SET PROBLEM: Reproduce the whole listing, character for character.

RAW DATA:
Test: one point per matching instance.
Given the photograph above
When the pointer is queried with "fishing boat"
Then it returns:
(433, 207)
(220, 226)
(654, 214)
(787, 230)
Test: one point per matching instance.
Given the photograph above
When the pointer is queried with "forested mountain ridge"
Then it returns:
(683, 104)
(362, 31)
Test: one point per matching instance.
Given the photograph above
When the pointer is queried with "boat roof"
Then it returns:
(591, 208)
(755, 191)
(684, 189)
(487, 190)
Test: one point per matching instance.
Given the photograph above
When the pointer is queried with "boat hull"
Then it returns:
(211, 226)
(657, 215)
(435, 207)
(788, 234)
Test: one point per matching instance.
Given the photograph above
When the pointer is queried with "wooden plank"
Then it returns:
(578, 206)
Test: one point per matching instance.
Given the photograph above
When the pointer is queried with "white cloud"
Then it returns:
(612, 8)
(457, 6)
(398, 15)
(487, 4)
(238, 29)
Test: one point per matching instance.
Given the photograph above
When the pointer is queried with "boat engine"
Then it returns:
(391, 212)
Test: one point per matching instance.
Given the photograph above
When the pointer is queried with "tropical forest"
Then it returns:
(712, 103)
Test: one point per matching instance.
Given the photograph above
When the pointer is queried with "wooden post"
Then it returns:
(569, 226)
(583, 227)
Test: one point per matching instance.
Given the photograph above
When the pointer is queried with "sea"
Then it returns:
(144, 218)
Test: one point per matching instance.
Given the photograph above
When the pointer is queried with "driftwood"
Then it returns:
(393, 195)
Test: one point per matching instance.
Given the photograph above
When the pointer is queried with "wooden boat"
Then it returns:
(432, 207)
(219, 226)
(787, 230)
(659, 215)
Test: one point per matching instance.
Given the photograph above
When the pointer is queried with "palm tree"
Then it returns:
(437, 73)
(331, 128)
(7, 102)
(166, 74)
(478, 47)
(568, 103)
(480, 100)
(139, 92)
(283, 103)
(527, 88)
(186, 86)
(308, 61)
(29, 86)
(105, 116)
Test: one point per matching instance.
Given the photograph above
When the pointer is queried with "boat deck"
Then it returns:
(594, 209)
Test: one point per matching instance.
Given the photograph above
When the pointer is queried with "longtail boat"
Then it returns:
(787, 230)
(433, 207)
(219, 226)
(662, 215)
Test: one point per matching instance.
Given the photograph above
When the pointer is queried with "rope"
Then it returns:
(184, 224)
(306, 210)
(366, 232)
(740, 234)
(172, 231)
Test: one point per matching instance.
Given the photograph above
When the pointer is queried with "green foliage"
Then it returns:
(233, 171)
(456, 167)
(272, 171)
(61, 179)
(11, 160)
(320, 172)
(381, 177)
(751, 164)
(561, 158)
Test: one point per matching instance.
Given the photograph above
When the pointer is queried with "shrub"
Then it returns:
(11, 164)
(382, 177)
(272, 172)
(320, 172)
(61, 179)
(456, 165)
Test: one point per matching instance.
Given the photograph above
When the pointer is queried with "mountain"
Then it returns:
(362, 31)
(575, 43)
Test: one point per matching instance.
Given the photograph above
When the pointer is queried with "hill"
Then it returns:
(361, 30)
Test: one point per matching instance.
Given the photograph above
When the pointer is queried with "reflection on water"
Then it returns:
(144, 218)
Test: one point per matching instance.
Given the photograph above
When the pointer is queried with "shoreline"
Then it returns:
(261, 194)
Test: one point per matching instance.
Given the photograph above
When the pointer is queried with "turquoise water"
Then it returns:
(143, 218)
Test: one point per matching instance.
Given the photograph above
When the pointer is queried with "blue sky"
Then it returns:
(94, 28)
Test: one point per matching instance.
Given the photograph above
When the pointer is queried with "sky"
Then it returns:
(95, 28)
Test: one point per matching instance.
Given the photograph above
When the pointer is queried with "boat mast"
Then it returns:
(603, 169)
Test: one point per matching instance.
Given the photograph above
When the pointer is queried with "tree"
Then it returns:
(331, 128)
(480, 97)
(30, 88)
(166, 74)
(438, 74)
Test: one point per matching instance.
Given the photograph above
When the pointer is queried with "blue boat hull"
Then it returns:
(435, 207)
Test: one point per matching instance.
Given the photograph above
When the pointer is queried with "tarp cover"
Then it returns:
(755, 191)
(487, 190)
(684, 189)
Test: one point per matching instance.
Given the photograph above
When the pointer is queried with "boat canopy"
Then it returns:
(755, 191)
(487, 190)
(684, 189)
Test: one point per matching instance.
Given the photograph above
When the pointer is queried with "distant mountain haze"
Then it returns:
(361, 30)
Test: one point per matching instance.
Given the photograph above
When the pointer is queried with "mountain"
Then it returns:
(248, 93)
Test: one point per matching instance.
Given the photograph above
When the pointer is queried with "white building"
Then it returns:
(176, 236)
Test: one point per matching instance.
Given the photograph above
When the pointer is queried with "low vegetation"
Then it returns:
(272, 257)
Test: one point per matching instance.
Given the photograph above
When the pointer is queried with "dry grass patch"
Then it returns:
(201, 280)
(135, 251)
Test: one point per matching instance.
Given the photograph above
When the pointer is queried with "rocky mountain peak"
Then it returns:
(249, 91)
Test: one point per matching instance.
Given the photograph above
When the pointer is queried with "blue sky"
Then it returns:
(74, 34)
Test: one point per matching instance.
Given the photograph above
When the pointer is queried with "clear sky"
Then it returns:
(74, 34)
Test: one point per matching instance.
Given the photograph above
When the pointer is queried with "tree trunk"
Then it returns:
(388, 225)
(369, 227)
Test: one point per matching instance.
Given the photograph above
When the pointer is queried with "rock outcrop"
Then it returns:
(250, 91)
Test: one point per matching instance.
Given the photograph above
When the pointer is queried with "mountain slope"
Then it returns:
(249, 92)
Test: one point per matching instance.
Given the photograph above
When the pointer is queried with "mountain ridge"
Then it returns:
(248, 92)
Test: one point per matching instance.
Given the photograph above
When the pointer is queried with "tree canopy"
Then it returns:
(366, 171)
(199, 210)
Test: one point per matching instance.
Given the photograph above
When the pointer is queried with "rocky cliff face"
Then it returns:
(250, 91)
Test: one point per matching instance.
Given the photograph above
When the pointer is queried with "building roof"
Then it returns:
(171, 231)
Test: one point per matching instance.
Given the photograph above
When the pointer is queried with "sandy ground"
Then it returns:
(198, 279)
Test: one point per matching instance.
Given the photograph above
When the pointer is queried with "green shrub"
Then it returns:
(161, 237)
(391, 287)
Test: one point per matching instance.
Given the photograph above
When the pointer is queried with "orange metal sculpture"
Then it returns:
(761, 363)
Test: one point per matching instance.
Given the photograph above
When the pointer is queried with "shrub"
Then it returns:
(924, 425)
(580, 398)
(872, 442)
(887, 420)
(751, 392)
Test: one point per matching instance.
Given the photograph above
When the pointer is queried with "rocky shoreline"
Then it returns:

EXPECTED ANSWER:
Test: one point per matching instance.
Given the photograph above
When the pointer is queried with "fishing boat"
Then it returns:
(433, 207)
(220, 226)
(654, 214)
(787, 230)
Test: one point per matching instance.
Given the photograph above
When the pointer is queried with "forested mountain ridge"
Then it returns:
(683, 104)
(362, 31)
Test: one point per matching instance.
Given the photograph above
When the pointer is queried with "boat roof"
Then it returns:
(591, 208)
(755, 191)
(684, 189)
(487, 190)
Test: one point per matching instance.
Given the photograph above
When the pointer is queried with "boat hull"
Then it returns:
(211, 226)
(657, 215)
(435, 207)
(788, 234)
Test: one point per matching instance.
Given the photograph above
When the pointer is queried with "wooden plank"
Then it returns:
(578, 206)
Test: one point per matching instance.
Given the photograph above
When the pointer is queried with "white cloud"
Then it returns:
(612, 8)
(457, 6)
(398, 15)
(487, 4)
(238, 29)
Test: one point per matching instance.
Given the photograph above
When the pointer is queried with "boat engine"
Then it returns:
(391, 212)
Test: one point per matching instance.
Given the photograph above
When the pointer is queried with "tropical forest"
Then it returns:
(712, 103)
Test: one point per matching instance.
Given the photograph above
When the pointer is queried with "wooden post"
Then it returns:
(569, 226)
(583, 227)
Test: one point per matching instance.
Given the photograph above
When the pointer is queried with "sea"
Then it returns:
(144, 218)
Test: one point per matching instance.
Given the photograph above
When the pointer is queried with "driftwood"
Then it returns:
(393, 195)
Test: one point per matching instance.
Given the photograph above
When the pointer is queried with "wooden boat"
Then it returns:
(432, 207)
(219, 226)
(787, 230)
(659, 215)
Test: one point per matching instance.
Given the photograph above
When the pointer is queried with "palm tree"
Then it returns:
(437, 73)
(331, 128)
(7, 102)
(166, 74)
(478, 47)
(568, 103)
(480, 100)
(139, 92)
(283, 103)
(527, 88)
(186, 86)
(308, 61)
(29, 86)
(105, 116)
Test: one point per matching instance.
Given the photograph above
When the pointer is queried with "boat deck"
Then it returns:
(594, 209)
Test: one point per matching instance.
Given the photograph above
When the pointer is queried with "longtail boat"
Then it returns:
(787, 230)
(433, 207)
(219, 226)
(662, 215)
Test: one point per matching instance.
Given the photograph above
When the pointer is queried with "rope"
Then it returns:
(184, 224)
(306, 210)
(366, 232)
(740, 234)
(172, 231)
Test: one point per matching instance.
Given the photograph above
When the pointer is queried with "green foliage"
Then it returns:
(233, 171)
(456, 167)
(272, 171)
(61, 179)
(11, 160)
(320, 172)
(381, 177)
(751, 164)
(561, 158)
Test: one point per matching instance.
Given the photograph above
When the pointer is queried with "shrub"
Then it returns:
(11, 164)
(382, 177)
(272, 172)
(320, 172)
(61, 179)
(456, 165)
Test: one point per matching instance.
Given the photograph above
When the pointer is queried with "mountain"
Then it returns:
(362, 31)
(575, 43)
Test: one point per matching instance.
Given the photograph above
When the pointer is queried with "hill"
Then it returns:
(361, 30)
Test: one point per matching instance.
Given the photograph above
When the pointer is queried with "reflection on water"
Then it returns:
(144, 218)
Test: one point per matching instance.
Given the photograph above
When the pointer is queried with "shoreline"
Then it returns:
(261, 194)
Test: one point per matching instance.
Given the photograph above
When the pointer is queried with "turquoise water"
Then it returns:
(143, 218)
Test: one point per matching instance.
Given the photograph above
When the pointer is queried with "blue sky"
Then it returns:
(94, 28)
Test: one point per matching instance.
Given the photograph above
When the pointer is queried with "sky"
Then it returns:
(95, 28)
Test: one point per matching instance.
Given the photograph above
When the pointer is queried with "boat mast"
Then it returns:
(603, 169)
Test: one point per matching instance.
Given the photograph above
When the pointer is queried with "tree"
Then it returns:
(331, 128)
(480, 97)
(30, 88)
(166, 74)
(438, 74)
Test: one point per matching instance.
Given the photograph above
When the pointer is queried with "blue boat hull"
Then it returns:
(435, 207)
Test: one point per matching instance.
Given the photograph above
When the pointer is queried with "tarp cover"
Then it returns:
(755, 191)
(487, 190)
(684, 189)
Test: one point per matching instance.
Given the photograph above
When the pointer is queried with "boat canopy"
Then it returns:
(755, 191)
(487, 190)
(684, 189)
Test: one point per matching instance.
Given the photograph above
When the pointer is queried with "distant mountain haze"
Then it returns:
(361, 30)
Test: one point per matching instance.
Given the photograph above
When the pointer is queried with "mountain"
Then it returns:
(248, 93)
Test: one point per matching instance.
Given the photograph above
When the pointer is queried with "white building"
Then it returns:
(176, 236)
Test: one point per matching instance.
Given the photograph above
When the pointer is queried with "low vegetation"
Then it returns:
(272, 257)
Test: one point per matching instance.
Given the photograph above
When the pointer is queried with "dry grass patch"
Then it returns:
(201, 280)
(135, 251)
Test: one point per matching instance.
Given the photograph above
When the pointer is queried with "rocky mountain peak"
Then it returns:
(249, 91)
Test: one point per matching instance.
Given the photograph above
When the pointer is queried with "blue sky"
Then it returns:
(74, 34)
Test: one point per matching instance.
Given the photograph above
When the pointer is queried with "clear sky"
Then it returns:
(74, 34)
Test: one point per matching instance.
Given the photograph above
When the pointer is queried with "tree trunk"
Then it returns:
(388, 225)
(369, 227)
Test: one point per matching instance.
Given the photograph above
When the pointer is queried with "rock outcrop"
Then it returns:
(250, 91)
Test: one point per matching instance.
Given the photograph above
When the pointer is queried with "mountain slope"
Then it returns:
(249, 92)
Test: one point per matching instance.
Given the photograph above
When the pointer is queried with "mountain ridge"
Then it returns:
(248, 92)
Test: one point per matching instance.
Given the photograph above
When the pointer is queried with "tree canopy"
Then it returns:
(366, 171)
(199, 210)
Test: one point per matching instance.
Given the photograph above
When the pointer is queried with "rocky cliff face"
Then it returns:
(250, 91)
Test: one point per matching instance.
Given the photograph above
When the pointer is queried with "building roof"
Then it returns:
(171, 231)
Test: one point per matching instance.
Given the photograph above
When the pointer is queried with "sandy ground"
Then it returns:
(198, 279)
Test: one point per matching instance.
Given the photograph above
When the pointer is queried with "green shrub"
Then it returns:
(161, 237)
(391, 287)
Test: one point per matching instance.
Given the photograph above
When the pointer is queried with "orange metal sculpture"
Then it returns:
(761, 363)
Test: one point per matching instance.
Given the photograph above
When the pointer is queried with "shrub"
Then it returns:
(924, 425)
(580, 398)
(872, 442)
(887, 420)
(751, 392)
Test: one point per matching instance.
Given the photograph above
When the pointer is queried with "rocky shoreline"
Then it returns:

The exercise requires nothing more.